## [GIVEN REQUEST 1]
In the forum post below, restate the paragraph that begins "I am trying to solve a problem with duplicate observations" as a short bulleted list that keeps its main facts.

## [TEXT]

Consistent spelling of names in a list - string functions

Albena Sotirova

Join Date: Jan 2015

Posts: 11
#1

Consistent spelling of names in a list - string functions

11 Feb 2016, 03:07

Dear Statalist,

I am trying to solve a problem with duplicate observations (people) in my sample. I have a column with their first name and a column with their last name. The spelling of the first and the last name of the duplicate observations can differ. By differ I mean that in one case the first name can be spelled ‘BRUCE’ and in the other ‘Bruce’ or ‘bruce’. The same holds for the last name.

To find first how many duplicates I have for the given combination of first and last name I used

Code:

duplicates tag Fname Lname, generate(duplicates)

## [DATA SHOWN]
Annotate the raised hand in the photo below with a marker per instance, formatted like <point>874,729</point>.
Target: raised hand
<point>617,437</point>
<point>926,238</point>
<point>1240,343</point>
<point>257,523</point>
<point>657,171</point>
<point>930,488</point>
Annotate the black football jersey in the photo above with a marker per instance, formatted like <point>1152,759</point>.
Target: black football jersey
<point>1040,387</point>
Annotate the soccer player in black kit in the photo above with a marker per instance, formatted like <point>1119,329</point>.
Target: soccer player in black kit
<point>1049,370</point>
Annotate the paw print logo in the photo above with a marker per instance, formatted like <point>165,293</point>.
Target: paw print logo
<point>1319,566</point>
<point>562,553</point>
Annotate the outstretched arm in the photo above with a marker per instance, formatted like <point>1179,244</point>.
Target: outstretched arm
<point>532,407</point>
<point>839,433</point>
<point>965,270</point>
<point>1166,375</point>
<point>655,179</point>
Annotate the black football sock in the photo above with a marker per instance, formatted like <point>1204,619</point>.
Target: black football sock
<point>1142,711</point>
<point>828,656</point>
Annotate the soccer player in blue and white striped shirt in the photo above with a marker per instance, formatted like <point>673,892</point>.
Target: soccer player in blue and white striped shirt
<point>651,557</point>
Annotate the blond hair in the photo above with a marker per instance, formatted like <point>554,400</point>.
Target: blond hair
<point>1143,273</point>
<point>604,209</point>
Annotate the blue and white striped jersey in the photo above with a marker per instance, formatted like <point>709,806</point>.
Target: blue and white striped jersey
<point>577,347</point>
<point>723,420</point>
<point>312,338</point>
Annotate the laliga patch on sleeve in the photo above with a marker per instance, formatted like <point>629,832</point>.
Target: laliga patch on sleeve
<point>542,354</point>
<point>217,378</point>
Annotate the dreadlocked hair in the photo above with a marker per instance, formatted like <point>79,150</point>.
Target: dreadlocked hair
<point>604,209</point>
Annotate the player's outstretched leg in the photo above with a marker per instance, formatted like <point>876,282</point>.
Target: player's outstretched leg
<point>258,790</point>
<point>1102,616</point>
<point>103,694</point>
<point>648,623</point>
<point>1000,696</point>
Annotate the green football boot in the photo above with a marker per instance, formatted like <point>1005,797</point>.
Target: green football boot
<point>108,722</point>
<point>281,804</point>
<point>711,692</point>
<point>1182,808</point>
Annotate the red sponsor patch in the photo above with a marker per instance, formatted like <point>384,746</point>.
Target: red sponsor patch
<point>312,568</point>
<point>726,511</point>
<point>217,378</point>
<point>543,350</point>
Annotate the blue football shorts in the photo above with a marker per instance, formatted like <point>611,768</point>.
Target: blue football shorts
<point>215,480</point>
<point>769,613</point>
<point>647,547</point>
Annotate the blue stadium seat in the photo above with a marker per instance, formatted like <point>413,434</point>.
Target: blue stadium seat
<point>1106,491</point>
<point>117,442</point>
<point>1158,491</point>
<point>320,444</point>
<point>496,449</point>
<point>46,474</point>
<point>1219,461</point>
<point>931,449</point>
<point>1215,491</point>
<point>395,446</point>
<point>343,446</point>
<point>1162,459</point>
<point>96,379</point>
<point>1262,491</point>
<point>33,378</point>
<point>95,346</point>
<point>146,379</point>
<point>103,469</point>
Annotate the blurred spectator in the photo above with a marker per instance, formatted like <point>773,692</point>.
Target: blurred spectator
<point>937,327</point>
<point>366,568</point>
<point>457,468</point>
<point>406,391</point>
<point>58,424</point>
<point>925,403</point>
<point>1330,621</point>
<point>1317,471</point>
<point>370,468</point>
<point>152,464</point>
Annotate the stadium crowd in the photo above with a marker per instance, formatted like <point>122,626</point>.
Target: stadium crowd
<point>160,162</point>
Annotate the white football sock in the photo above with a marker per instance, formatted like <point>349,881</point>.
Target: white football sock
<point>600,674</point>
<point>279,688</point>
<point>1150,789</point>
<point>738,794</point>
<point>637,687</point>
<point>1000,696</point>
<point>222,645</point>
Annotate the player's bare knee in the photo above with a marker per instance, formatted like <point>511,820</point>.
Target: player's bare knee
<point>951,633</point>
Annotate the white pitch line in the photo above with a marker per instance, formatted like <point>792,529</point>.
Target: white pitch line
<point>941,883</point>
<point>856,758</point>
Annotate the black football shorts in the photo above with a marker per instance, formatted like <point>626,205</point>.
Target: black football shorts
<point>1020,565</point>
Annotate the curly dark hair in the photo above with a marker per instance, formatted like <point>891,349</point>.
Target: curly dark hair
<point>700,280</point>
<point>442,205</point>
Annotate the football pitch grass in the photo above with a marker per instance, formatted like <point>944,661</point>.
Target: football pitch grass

## [GIVEN REQUEST 2]
From the entries, output the lines starting at the one containing "Annotate the blue football" and ending at the one containing "<point>647,547</point>", both included, exactly as they appear.

## [FULL SOLUTION 1]
- The sample contains duplicate observations of people.
- First names and last names are stored in two separate columns.
- The spelling of a duplicate's first and last name can differ between observations.
- The differences are in capitalization: one first name appears as ‘BRUCE’, ‘Bruce’ or ‘bruce’, and last names vary the same way.

## [FULL SOLUTION 2]
Annotate the blue football shorts in the photo above with a marker per instance, formatted like <point>611,768</point>.
Target: blue football shorts
<point>215,480</point>
<point>769,613</point>
<point>647,547</point>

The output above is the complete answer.